DOCUMENT SECTION
────────

Asp Forum - IMG (REGULAR EXPRESSIONS

Newb Newb

8/21/2008 6:29:00 AM

Hi All..
I Need to Extract Img tag Using Regular Expressions From The Html Page
<\s*img [^\>]*src\s*=\s*(["\'])(.*?)\1
Is This Code Would be ok
if So How it can Be Implemented?
Any Ideas??
--
Posted via http://www.ruby-....

3 Answers

Robert Klemme

8/21/2008 7:46:00 AM

2008/8/21 Newb Newb <hema@angleritech.com>:
> I Need to Extract Img tag Using Regular Expressions From The Html Page
> <\s*img [^\>]*src\s*=\s*(["\'])(.*?)\1
> Is This Code Would be ok

I would choose a different regexp.

> if So How it can Be Implemented?

What exactly?

> Any Ideas??

http://code.whytheluckystiff.ne...

────────

RAW DATA

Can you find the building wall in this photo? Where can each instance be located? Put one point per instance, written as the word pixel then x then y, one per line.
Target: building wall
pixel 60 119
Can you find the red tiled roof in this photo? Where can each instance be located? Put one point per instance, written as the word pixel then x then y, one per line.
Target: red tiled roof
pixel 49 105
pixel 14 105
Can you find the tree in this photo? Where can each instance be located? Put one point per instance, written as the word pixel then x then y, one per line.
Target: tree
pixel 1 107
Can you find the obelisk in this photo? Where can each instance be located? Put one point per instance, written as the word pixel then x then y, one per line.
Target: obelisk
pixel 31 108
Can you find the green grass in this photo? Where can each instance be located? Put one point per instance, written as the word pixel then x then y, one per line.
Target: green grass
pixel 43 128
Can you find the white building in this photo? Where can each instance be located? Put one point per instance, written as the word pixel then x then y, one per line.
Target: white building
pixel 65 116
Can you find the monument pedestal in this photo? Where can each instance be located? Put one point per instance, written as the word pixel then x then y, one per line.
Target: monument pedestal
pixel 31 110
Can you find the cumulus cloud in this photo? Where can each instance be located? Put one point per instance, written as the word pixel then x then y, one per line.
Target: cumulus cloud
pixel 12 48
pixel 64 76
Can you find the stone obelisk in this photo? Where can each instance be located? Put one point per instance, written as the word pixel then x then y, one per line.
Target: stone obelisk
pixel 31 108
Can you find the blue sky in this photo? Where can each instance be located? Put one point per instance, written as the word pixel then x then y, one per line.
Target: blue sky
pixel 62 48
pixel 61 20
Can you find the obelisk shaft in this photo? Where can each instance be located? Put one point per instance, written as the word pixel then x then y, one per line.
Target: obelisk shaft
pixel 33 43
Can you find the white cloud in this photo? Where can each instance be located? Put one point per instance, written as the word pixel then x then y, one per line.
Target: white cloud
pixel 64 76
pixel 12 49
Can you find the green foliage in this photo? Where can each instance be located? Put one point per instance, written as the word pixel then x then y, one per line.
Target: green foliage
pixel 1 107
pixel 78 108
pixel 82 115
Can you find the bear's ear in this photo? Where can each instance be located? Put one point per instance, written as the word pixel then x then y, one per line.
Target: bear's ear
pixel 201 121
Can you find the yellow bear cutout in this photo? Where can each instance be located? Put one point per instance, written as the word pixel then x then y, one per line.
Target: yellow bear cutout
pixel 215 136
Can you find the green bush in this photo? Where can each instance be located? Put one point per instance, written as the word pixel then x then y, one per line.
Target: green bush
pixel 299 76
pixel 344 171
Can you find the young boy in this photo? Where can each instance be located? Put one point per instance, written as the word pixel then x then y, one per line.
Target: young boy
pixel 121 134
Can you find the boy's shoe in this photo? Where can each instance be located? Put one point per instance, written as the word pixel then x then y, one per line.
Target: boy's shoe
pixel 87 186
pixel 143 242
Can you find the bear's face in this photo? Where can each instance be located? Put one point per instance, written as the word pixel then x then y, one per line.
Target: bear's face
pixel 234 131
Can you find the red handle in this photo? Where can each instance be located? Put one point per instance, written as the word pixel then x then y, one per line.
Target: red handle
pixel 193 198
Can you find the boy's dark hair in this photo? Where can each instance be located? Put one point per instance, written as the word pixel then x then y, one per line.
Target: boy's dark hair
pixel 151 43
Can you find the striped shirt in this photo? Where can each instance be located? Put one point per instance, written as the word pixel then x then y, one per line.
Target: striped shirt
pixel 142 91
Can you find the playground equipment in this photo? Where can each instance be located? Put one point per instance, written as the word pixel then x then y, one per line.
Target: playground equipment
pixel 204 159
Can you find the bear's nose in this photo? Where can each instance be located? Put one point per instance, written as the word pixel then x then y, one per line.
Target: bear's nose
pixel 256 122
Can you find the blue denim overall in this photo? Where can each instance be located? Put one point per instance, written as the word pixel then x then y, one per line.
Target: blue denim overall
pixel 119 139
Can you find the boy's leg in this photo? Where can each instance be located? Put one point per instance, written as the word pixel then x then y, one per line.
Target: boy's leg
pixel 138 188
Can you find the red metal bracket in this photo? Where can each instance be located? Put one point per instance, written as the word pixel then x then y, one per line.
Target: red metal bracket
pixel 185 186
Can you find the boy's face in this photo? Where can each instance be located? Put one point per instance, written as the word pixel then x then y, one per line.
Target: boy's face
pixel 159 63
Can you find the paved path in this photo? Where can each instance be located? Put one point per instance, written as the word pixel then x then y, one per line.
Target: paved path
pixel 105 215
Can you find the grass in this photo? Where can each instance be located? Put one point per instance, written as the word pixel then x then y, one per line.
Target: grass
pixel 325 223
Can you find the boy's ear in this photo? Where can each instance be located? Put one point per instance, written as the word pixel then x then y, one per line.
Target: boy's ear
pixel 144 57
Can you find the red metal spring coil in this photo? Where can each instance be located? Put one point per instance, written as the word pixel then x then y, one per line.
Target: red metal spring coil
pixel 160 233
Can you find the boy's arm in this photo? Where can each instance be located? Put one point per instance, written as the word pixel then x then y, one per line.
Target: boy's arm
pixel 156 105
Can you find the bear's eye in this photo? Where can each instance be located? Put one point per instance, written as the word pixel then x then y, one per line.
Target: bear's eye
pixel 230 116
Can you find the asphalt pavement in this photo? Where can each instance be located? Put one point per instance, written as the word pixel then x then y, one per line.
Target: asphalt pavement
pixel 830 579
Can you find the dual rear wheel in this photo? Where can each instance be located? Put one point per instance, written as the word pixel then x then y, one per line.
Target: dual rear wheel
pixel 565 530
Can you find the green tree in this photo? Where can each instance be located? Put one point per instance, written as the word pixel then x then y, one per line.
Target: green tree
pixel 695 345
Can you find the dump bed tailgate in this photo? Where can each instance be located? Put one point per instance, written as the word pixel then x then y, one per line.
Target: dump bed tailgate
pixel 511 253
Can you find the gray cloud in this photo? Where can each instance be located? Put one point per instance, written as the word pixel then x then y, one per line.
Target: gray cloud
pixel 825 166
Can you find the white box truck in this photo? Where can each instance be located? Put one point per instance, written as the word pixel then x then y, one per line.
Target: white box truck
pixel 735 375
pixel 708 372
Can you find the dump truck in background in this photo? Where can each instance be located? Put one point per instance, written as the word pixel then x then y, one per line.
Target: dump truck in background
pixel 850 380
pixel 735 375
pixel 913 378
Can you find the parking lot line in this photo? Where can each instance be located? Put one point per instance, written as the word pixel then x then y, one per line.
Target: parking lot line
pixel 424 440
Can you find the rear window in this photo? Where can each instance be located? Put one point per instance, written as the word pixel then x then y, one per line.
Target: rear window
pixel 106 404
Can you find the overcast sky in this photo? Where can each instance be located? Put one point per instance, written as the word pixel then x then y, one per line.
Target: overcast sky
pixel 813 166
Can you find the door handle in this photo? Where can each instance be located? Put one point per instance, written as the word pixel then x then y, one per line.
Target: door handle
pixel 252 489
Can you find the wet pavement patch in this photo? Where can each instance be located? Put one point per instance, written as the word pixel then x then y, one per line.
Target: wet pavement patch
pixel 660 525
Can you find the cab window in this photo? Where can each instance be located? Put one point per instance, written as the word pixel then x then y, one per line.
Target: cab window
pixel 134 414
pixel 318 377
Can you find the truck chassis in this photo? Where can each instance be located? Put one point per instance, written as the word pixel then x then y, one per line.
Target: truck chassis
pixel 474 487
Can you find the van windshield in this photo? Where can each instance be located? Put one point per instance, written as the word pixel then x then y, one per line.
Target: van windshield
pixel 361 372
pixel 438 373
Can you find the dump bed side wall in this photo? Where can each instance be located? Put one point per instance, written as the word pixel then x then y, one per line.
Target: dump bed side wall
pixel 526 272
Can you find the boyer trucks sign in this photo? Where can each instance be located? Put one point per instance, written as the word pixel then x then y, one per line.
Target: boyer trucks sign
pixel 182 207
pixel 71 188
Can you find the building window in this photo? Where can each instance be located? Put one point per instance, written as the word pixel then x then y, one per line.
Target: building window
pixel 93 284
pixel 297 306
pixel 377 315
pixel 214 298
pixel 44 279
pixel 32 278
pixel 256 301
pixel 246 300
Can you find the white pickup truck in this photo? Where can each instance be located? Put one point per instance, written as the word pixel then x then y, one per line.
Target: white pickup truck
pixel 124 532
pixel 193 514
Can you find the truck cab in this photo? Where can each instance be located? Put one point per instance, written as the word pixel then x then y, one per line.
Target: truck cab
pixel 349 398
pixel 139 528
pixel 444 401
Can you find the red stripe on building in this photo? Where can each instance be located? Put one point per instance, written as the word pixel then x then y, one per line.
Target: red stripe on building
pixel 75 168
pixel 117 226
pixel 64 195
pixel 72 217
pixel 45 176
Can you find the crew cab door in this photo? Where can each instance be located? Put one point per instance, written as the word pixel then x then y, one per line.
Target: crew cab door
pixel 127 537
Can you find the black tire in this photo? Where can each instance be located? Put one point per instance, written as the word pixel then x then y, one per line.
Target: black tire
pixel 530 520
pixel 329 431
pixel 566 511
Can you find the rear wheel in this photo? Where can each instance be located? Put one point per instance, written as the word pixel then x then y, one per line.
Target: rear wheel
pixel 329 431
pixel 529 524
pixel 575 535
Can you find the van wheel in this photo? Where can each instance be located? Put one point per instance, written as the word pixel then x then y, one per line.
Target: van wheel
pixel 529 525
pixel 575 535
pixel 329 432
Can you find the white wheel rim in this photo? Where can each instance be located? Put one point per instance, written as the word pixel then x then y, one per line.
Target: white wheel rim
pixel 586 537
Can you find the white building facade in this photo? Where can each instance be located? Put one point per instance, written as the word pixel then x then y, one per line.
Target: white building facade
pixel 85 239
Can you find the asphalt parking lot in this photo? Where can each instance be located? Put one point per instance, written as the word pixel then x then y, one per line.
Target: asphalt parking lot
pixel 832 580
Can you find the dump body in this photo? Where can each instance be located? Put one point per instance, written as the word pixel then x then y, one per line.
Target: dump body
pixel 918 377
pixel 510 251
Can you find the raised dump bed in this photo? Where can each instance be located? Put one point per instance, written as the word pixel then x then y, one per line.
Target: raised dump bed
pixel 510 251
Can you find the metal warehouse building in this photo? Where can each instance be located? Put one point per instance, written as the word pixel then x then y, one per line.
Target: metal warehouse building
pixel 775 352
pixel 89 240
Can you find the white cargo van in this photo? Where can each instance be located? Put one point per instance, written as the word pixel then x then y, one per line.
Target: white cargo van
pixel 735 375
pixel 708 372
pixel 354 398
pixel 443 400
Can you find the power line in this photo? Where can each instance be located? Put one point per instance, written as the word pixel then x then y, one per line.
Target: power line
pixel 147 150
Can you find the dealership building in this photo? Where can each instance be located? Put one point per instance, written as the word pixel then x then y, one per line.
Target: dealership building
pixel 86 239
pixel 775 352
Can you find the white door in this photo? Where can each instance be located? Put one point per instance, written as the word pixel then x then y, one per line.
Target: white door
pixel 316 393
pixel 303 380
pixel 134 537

────────

STATED EXERCISE
Carry the forum thread on extracting img tags from HTML with a regular expression forward from its final line.

EXERCISE RESULT
Cheers

robert

--
use.inject do |as, often| as.you_can - without end

Phlip

8/21/2008 8:11:00 AM

Newb Newb wrote:

> I Need to Extract Img tag Using Regular Expressions From The Html Page
> <\s*img [^\>]*src\s*=\s*(["\'])(.*?)\1
> Is This Code Would be ok
> if So How it can Be Implemented?
> Any Ideas??

Regexp is not a parser; it strongly resists matching well-formed syntax, such as
HTML.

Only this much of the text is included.